= Task set =
(a) According to the COVID-19 state updates, on what date may restaurants and bars in Ohio open for indoor dining?
(b) Substitute "beauty salons" for "hair salons" in a passage of the COVID-19 state updates, beginning at the words "More than 1.1" and stopping after "services is here.".
(c) Continue the COVID-19 state updates for Ohio from the point at which they stop.

= Document extract =
_ _ _ _ _

COVID-19 State Updates: May 8, 2020
The Ohio Department of Health reported Thursday that coronavirus cases increased by 555 and deaths increased by 46 from Wednesday, bringing the respective totals to 22,131 and 1,271. Cases have resulted in 4,052 hospitalizations and 1,151 intensive care unit admissions.
Thus far, over 175,000 Ohioans have been tested for coronavirus, Ohio Department of Health Director Dr. Amy Acton said.
More than 1.1 million Ohioans have filed for unemployment in the past three weeks which is more people than the prior three years combined.
Gov. Mike DeWine announced at his Thursday briefing that places of business such as hair salons, barbershops, day spas, nail salons, and tanning facilities may reopen on May 15.
A list of mandatory and recommended best practices for personal services is here.
In addition, restaurants and bars can open for outside dining on May 15 with indoor dining opening on May 21.
On Monday, the Governor said he’ll have an announcement about childcare.
Under previously announced reopening plans, elective surgeries without an overnight hospital stay resumed May 1, manufacturing, distribution, construction and general office businesses reopened May 4 and consumer, retail and services businesses will reopen on May 12.
On the state re-openings Governor DeWine said, ““Let me just state the obvious. The risk is up. The more contacts we have, the more that we do, the more risk there is.”

_ _ _ _ _

Records excerpted from a collection:

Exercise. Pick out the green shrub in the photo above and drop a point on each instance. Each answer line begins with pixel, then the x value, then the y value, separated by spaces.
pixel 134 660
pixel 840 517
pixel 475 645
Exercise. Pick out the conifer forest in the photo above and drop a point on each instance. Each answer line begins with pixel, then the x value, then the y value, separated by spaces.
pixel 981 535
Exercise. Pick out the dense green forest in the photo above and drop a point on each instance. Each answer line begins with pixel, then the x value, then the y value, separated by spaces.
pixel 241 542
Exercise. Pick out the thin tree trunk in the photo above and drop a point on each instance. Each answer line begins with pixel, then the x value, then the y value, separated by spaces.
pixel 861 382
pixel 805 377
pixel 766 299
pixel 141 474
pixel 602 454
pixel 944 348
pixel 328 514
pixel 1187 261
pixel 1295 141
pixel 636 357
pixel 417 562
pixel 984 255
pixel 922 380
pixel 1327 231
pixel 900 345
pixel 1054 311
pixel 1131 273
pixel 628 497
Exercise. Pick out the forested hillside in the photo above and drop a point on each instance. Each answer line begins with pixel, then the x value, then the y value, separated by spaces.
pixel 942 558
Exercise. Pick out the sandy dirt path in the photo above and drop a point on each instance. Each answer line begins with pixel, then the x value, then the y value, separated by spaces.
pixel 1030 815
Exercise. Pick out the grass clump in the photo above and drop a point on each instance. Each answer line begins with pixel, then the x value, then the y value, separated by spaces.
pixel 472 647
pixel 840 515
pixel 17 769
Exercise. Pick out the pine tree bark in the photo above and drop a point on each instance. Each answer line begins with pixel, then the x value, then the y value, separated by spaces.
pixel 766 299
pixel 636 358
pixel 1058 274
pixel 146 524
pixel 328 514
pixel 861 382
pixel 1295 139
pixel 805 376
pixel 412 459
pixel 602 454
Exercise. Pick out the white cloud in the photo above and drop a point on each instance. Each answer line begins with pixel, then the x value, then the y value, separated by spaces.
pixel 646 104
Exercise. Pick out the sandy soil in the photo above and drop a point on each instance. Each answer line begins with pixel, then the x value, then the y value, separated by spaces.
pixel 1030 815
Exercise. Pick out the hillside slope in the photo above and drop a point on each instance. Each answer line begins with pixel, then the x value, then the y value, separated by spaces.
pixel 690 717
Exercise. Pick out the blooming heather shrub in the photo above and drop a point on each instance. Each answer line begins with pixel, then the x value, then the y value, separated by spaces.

_ _ _ _ _

= Answers for this exercise =
(a) May 21

(b)
More than 1.1 million Ohioans have filed for unemployment in the past three weeks which is more people than the prior three years combined.
Gov. Mike DeWine announced at his Thursday briefing that places of business such as beauty salons, barbershops, day spas, nail salons, and tanning facilities may reopen on May 15.
A list of mandatory and recommended best practices for personal services is here.

(c)
The business industries discussed Thursday want strict enforcement to identify any bad actors that can damage their collective reputations, Lt. Governor Husted added.
The Office of Budget and Management (OBM) released preliminary April 2020 revenue data.
Total General Revenue Fund tax receipts finished the month $866.5 million (-35.3%) below estimates.
Details on the specific impacts on K-12 schools and higher education institutions can be found at the following links: Higher Education, K-12 Education, K-12 Summary Tables.
The Governor’s 3.8% cut in funding for each of Ohio’s public colleges and universities adds up to $76.7 million overall, according to information released by the state’s budget office. See here for more details from Cleveland.com.
School district-level details for the planned $300.4 million in cuts to the state’s public K-12 schools through the end of the fiscal year on June 30 showed the largest cuts by percentage were in the suburban counties of Geauga (13.5%) and Delaware (13.2%).
The Cleveland school system is slated to lose $5.6 million, or about 1%.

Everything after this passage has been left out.